**** Materials provided ****

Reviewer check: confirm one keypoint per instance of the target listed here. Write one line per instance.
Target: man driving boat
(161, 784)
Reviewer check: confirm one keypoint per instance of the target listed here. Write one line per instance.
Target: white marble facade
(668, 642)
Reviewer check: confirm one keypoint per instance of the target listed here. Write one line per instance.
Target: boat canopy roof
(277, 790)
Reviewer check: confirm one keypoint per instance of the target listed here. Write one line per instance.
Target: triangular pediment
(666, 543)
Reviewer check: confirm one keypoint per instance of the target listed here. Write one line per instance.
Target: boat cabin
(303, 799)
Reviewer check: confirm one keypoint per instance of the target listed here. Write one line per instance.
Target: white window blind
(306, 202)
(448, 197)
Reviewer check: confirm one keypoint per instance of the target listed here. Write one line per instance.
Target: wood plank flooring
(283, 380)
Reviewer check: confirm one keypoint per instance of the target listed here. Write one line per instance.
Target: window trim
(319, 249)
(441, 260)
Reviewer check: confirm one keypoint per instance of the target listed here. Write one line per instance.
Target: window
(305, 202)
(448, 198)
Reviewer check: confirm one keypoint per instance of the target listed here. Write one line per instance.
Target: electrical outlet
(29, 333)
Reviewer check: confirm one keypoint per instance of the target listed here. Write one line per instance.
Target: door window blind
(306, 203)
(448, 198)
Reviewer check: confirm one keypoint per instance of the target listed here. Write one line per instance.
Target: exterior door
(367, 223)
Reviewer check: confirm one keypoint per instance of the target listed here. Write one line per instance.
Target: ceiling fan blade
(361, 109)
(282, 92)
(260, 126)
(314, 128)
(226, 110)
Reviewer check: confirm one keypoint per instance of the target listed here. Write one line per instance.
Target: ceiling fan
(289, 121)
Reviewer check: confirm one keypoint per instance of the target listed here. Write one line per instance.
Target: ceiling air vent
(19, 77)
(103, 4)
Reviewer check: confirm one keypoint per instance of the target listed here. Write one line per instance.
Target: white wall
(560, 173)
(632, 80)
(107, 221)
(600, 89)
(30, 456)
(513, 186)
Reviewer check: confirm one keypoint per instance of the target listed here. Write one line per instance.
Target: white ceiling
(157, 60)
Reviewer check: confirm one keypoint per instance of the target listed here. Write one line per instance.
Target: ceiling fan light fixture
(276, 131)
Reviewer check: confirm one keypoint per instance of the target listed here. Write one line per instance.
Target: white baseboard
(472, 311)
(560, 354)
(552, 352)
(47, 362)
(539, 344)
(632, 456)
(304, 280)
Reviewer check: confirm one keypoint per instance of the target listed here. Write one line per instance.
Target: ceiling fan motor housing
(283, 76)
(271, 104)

****

* Task description *
The lines from the one holding "Target: white ceiling" to the end of the entries are to be repeated exactly, with both ends included and nothing else.

* Answer below *
Target: white ceiling
(157, 60)
Reviewer check: confirm one keypoint per instance of the target listed here. Write one line per instance.
Target: ceiling fan light fixture
(276, 131)
Reviewer check: confirm one keypoint per instance of the target listed here. Write one line per instance.
Target: white baseboard
(472, 311)
(560, 354)
(552, 352)
(47, 362)
(539, 344)
(632, 456)
(304, 280)
Reviewer check: confirm one keypoint per instance of the target listed here. Write one line per instance.
Target: ceiling fan motor housing
(283, 76)
(271, 104)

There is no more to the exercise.